Object location annotation data:
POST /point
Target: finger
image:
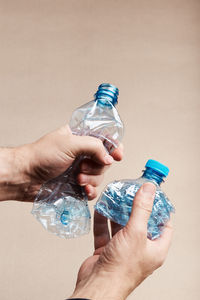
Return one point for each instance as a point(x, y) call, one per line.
point(94, 180)
point(142, 207)
point(92, 147)
point(101, 231)
point(164, 241)
point(117, 153)
point(92, 168)
point(115, 228)
point(91, 192)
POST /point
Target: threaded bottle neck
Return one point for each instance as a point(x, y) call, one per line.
point(107, 94)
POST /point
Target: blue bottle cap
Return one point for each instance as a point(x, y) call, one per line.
point(108, 90)
point(155, 165)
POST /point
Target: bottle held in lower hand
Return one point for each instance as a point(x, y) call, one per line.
point(61, 204)
point(117, 199)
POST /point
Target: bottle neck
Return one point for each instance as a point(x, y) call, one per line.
point(105, 101)
point(153, 175)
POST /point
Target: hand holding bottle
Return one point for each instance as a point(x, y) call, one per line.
point(55, 152)
point(119, 265)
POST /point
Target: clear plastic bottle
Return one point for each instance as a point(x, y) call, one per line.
point(61, 204)
point(116, 200)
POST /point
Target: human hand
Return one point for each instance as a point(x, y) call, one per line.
point(119, 265)
point(50, 156)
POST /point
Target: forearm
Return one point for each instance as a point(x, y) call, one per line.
point(97, 287)
point(14, 174)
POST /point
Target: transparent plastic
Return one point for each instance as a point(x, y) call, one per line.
point(61, 204)
point(116, 202)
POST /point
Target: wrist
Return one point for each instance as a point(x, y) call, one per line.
point(14, 174)
point(98, 287)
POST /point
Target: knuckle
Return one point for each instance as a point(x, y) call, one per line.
point(143, 203)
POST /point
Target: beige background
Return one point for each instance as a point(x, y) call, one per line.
point(53, 55)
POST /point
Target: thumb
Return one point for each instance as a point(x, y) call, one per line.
point(92, 147)
point(142, 208)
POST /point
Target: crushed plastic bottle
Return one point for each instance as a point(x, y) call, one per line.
point(117, 199)
point(61, 204)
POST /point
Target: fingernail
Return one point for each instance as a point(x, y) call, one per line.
point(108, 159)
point(83, 180)
point(148, 188)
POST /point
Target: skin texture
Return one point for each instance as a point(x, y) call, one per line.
point(25, 168)
point(120, 264)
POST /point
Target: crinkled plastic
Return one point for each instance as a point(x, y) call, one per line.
point(61, 204)
point(116, 202)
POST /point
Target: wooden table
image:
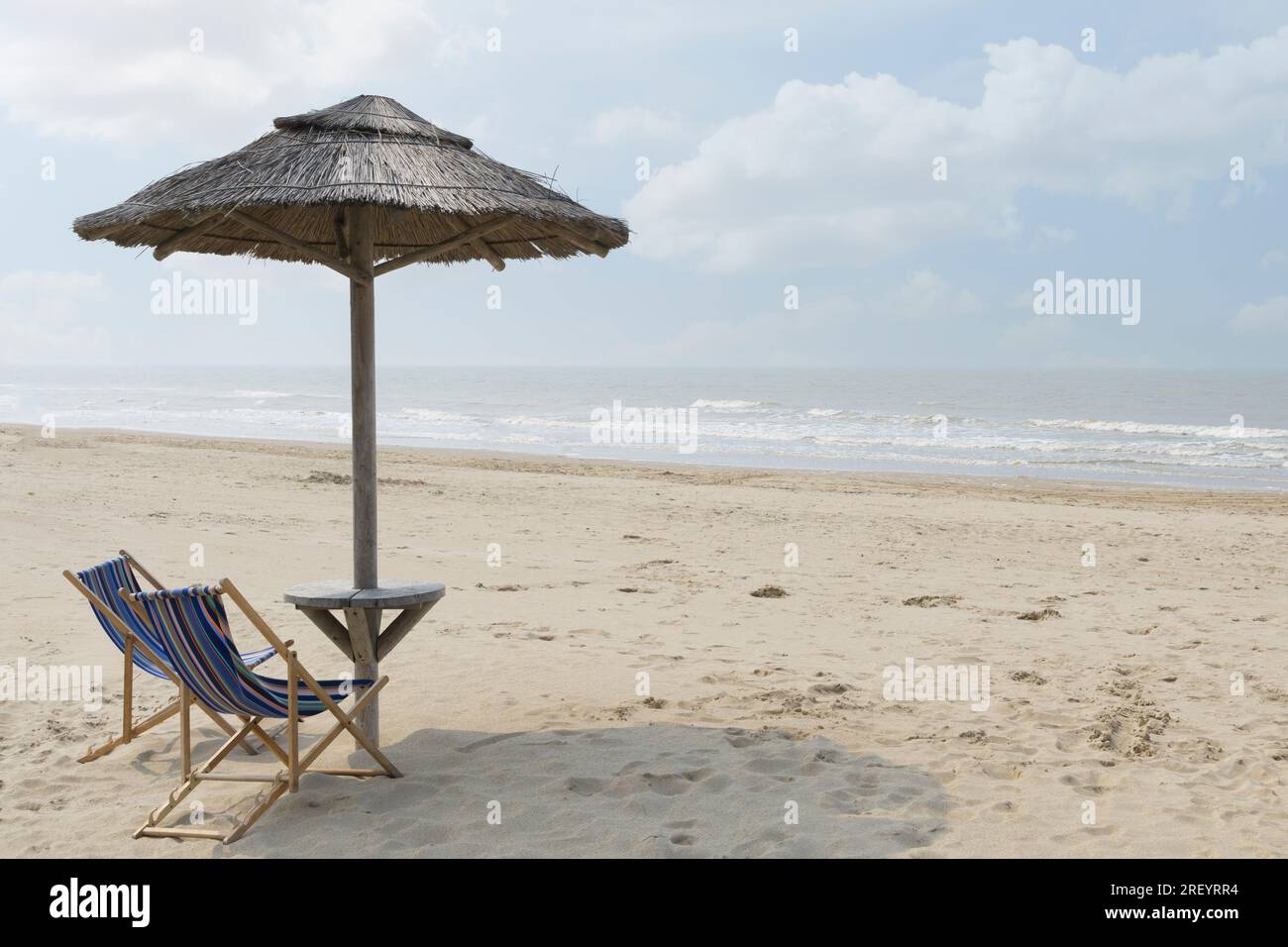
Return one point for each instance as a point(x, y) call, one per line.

## What is being asked
Please pull together every line from the rows above that contains the string "plastic", copying each one in full.

## Result of this exercise
Target: clear plastic bottle
Target: transparent plastic
Target: crushed plastic bottle
Target: crinkled plastic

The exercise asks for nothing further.